• _The data_

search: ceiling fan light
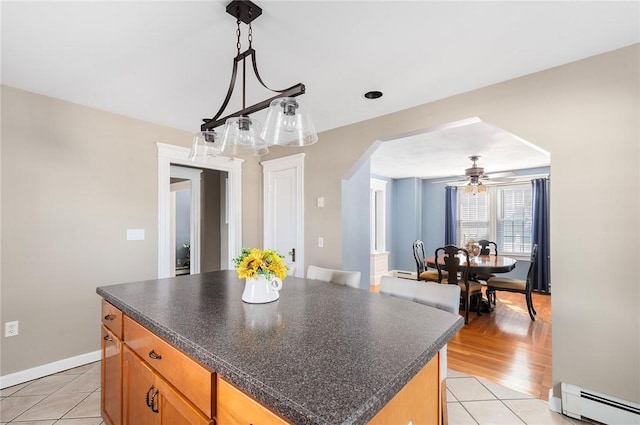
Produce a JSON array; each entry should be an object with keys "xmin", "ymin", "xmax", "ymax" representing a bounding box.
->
[
  {"xmin": 189, "ymin": 131, "xmax": 221, "ymax": 161},
  {"xmin": 464, "ymin": 184, "xmax": 474, "ymax": 195},
  {"xmin": 260, "ymin": 97, "xmax": 318, "ymax": 147},
  {"xmin": 220, "ymin": 116, "xmax": 269, "ymax": 156}
]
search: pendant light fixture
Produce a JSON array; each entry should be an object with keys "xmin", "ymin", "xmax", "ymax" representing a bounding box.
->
[{"xmin": 191, "ymin": 0, "xmax": 318, "ymax": 159}]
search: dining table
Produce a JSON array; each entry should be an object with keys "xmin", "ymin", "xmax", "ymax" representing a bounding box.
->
[
  {"xmin": 425, "ymin": 254, "xmax": 518, "ymax": 276},
  {"xmin": 425, "ymin": 254, "xmax": 518, "ymax": 312}
]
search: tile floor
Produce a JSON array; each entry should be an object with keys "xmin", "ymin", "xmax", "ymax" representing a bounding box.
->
[
  {"xmin": 0, "ymin": 362, "xmax": 586, "ymax": 425},
  {"xmin": 447, "ymin": 369, "xmax": 589, "ymax": 425},
  {"xmin": 0, "ymin": 362, "xmax": 104, "ymax": 425}
]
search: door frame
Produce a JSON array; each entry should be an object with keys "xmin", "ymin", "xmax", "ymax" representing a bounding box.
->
[
  {"xmin": 260, "ymin": 153, "xmax": 305, "ymax": 277},
  {"xmin": 156, "ymin": 142, "xmax": 244, "ymax": 278},
  {"xmin": 169, "ymin": 165, "xmax": 202, "ymax": 276}
]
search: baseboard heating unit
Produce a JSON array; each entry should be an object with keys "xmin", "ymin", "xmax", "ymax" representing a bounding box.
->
[{"xmin": 560, "ymin": 382, "xmax": 640, "ymax": 425}]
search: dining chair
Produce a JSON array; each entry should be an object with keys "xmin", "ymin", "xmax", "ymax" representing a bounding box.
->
[
  {"xmin": 476, "ymin": 239, "xmax": 498, "ymax": 281},
  {"xmin": 413, "ymin": 239, "xmax": 448, "ymax": 282},
  {"xmin": 478, "ymin": 239, "xmax": 498, "ymax": 255},
  {"xmin": 487, "ymin": 244, "xmax": 538, "ymax": 321},
  {"xmin": 307, "ymin": 265, "xmax": 362, "ymax": 289},
  {"xmin": 435, "ymin": 245, "xmax": 486, "ymax": 324}
]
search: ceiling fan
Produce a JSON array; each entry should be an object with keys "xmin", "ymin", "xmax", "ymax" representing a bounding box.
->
[{"xmin": 433, "ymin": 155, "xmax": 515, "ymax": 188}]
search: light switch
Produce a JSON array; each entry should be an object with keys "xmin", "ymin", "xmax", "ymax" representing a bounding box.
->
[{"xmin": 127, "ymin": 229, "xmax": 144, "ymax": 241}]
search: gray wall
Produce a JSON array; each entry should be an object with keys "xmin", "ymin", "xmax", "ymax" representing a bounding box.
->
[
  {"xmin": 342, "ymin": 156, "xmax": 371, "ymax": 289},
  {"xmin": 392, "ymin": 178, "xmax": 422, "ymax": 272}
]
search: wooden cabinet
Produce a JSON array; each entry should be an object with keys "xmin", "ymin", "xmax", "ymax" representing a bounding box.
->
[
  {"xmin": 216, "ymin": 375, "xmax": 289, "ymax": 425},
  {"xmin": 124, "ymin": 316, "xmax": 215, "ymax": 418},
  {"xmin": 369, "ymin": 353, "xmax": 441, "ymax": 425},
  {"xmin": 100, "ymin": 326, "xmax": 122, "ymax": 425},
  {"xmin": 123, "ymin": 346, "xmax": 213, "ymax": 425},
  {"xmin": 100, "ymin": 301, "xmax": 122, "ymax": 425},
  {"xmin": 101, "ymin": 301, "xmax": 444, "ymax": 425}
]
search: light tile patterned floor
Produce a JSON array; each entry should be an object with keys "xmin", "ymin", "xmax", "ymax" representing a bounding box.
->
[
  {"xmin": 0, "ymin": 362, "xmax": 104, "ymax": 425},
  {"xmin": 447, "ymin": 369, "xmax": 587, "ymax": 425},
  {"xmin": 0, "ymin": 362, "xmax": 586, "ymax": 425}
]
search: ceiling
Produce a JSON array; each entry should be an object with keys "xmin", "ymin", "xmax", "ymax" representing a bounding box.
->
[{"xmin": 1, "ymin": 0, "xmax": 640, "ymax": 177}]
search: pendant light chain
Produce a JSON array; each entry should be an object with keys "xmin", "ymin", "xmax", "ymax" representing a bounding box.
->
[
  {"xmin": 236, "ymin": 13, "xmax": 242, "ymax": 56},
  {"xmin": 247, "ymin": 7, "xmax": 253, "ymax": 48},
  {"xmin": 192, "ymin": 0, "xmax": 318, "ymax": 158}
]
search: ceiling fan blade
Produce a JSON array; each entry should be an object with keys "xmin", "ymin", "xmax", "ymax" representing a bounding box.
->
[
  {"xmin": 485, "ymin": 171, "xmax": 517, "ymax": 179},
  {"xmin": 482, "ymin": 176, "xmax": 516, "ymax": 183},
  {"xmin": 431, "ymin": 176, "xmax": 467, "ymax": 184}
]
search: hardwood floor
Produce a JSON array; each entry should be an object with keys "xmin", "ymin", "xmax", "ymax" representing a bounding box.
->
[{"xmin": 448, "ymin": 292, "xmax": 552, "ymax": 400}]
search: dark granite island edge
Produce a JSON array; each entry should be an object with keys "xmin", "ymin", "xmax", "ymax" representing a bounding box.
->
[{"xmin": 96, "ymin": 271, "xmax": 463, "ymax": 424}]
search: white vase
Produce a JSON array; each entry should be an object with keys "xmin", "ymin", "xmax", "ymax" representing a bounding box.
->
[{"xmin": 242, "ymin": 275, "xmax": 282, "ymax": 304}]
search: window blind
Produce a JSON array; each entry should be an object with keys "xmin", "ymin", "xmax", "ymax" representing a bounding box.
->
[
  {"xmin": 457, "ymin": 190, "xmax": 490, "ymax": 246},
  {"xmin": 496, "ymin": 184, "xmax": 533, "ymax": 253},
  {"xmin": 457, "ymin": 183, "xmax": 532, "ymax": 255}
]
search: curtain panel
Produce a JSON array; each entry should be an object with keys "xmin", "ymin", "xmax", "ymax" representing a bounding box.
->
[
  {"xmin": 531, "ymin": 178, "xmax": 551, "ymax": 293},
  {"xmin": 444, "ymin": 186, "xmax": 458, "ymax": 245}
]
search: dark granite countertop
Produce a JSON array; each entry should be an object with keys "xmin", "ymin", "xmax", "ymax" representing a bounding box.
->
[{"xmin": 96, "ymin": 270, "xmax": 463, "ymax": 425}]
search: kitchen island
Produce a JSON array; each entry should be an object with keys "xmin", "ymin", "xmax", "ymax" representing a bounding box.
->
[{"xmin": 96, "ymin": 270, "xmax": 463, "ymax": 425}]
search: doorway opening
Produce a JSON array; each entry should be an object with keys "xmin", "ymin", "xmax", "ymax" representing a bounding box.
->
[{"xmin": 157, "ymin": 143, "xmax": 243, "ymax": 278}]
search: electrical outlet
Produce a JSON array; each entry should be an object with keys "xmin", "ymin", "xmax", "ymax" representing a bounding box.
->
[{"xmin": 4, "ymin": 320, "xmax": 18, "ymax": 337}]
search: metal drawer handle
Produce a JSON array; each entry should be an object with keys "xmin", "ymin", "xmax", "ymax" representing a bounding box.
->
[
  {"xmin": 149, "ymin": 350, "xmax": 162, "ymax": 360},
  {"xmin": 150, "ymin": 390, "xmax": 160, "ymax": 413},
  {"xmin": 145, "ymin": 385, "xmax": 154, "ymax": 407}
]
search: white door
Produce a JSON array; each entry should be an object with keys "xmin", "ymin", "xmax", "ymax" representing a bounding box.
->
[{"xmin": 261, "ymin": 154, "xmax": 304, "ymax": 277}]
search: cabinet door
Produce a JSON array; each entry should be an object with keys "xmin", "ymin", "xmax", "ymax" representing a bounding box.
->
[
  {"xmin": 100, "ymin": 326, "xmax": 122, "ymax": 425},
  {"xmin": 156, "ymin": 376, "xmax": 213, "ymax": 425},
  {"xmin": 122, "ymin": 346, "xmax": 160, "ymax": 425},
  {"xmin": 216, "ymin": 376, "xmax": 288, "ymax": 425},
  {"xmin": 369, "ymin": 354, "xmax": 440, "ymax": 425}
]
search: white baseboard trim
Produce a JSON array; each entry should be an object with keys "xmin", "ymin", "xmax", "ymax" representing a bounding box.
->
[
  {"xmin": 549, "ymin": 388, "xmax": 562, "ymax": 413},
  {"xmin": 0, "ymin": 350, "xmax": 102, "ymax": 389}
]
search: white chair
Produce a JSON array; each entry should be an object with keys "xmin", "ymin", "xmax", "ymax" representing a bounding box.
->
[
  {"xmin": 380, "ymin": 276, "xmax": 460, "ymax": 314},
  {"xmin": 307, "ymin": 266, "xmax": 362, "ymax": 288},
  {"xmin": 380, "ymin": 276, "xmax": 460, "ymax": 424}
]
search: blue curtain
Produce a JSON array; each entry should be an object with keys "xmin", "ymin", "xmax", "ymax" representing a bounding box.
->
[
  {"xmin": 444, "ymin": 186, "xmax": 458, "ymax": 245},
  {"xmin": 531, "ymin": 179, "xmax": 551, "ymax": 292}
]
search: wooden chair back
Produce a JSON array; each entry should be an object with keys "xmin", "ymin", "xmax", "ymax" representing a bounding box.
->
[
  {"xmin": 413, "ymin": 239, "xmax": 427, "ymax": 274},
  {"xmin": 435, "ymin": 245, "xmax": 470, "ymax": 285},
  {"xmin": 526, "ymin": 243, "xmax": 538, "ymax": 294},
  {"xmin": 478, "ymin": 239, "xmax": 498, "ymax": 255}
]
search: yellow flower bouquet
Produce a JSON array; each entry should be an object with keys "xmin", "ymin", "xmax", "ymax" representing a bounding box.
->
[{"xmin": 233, "ymin": 248, "xmax": 287, "ymax": 280}]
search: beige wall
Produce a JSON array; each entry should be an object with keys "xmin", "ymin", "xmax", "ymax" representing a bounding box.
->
[
  {"xmin": 0, "ymin": 86, "xmax": 191, "ymax": 375},
  {"xmin": 267, "ymin": 45, "xmax": 640, "ymax": 402},
  {"xmin": 0, "ymin": 45, "xmax": 640, "ymax": 402}
]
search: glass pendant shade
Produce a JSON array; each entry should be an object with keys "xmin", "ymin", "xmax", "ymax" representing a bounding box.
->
[
  {"xmin": 221, "ymin": 116, "xmax": 269, "ymax": 156},
  {"xmin": 189, "ymin": 131, "xmax": 221, "ymax": 161},
  {"xmin": 260, "ymin": 97, "xmax": 318, "ymax": 147}
]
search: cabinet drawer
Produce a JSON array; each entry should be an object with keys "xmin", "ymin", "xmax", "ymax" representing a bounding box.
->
[
  {"xmin": 124, "ymin": 316, "xmax": 215, "ymax": 418},
  {"xmin": 216, "ymin": 375, "xmax": 289, "ymax": 425},
  {"xmin": 102, "ymin": 300, "xmax": 122, "ymax": 339}
]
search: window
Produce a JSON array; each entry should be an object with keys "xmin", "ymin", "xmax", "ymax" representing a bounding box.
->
[{"xmin": 457, "ymin": 183, "xmax": 532, "ymax": 255}]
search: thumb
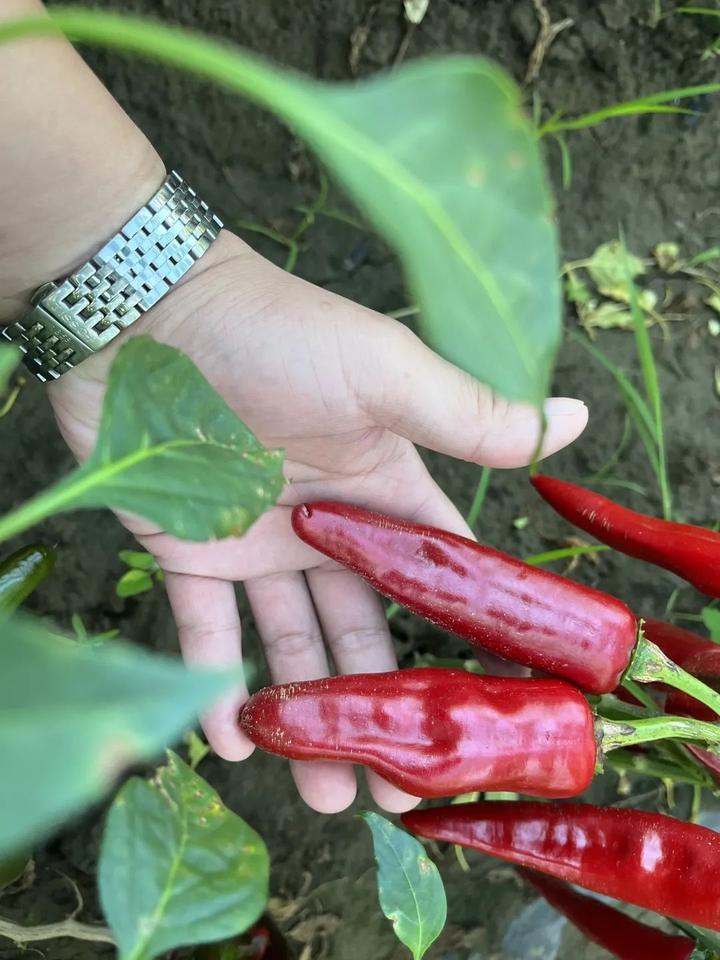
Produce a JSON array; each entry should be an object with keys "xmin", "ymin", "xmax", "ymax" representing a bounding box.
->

• _Aim_
Extract and copy every line of the records above that contains the string "dining". Treat the match as case-sensitive.

• _Exercise result_
search: dining table
search: dining chair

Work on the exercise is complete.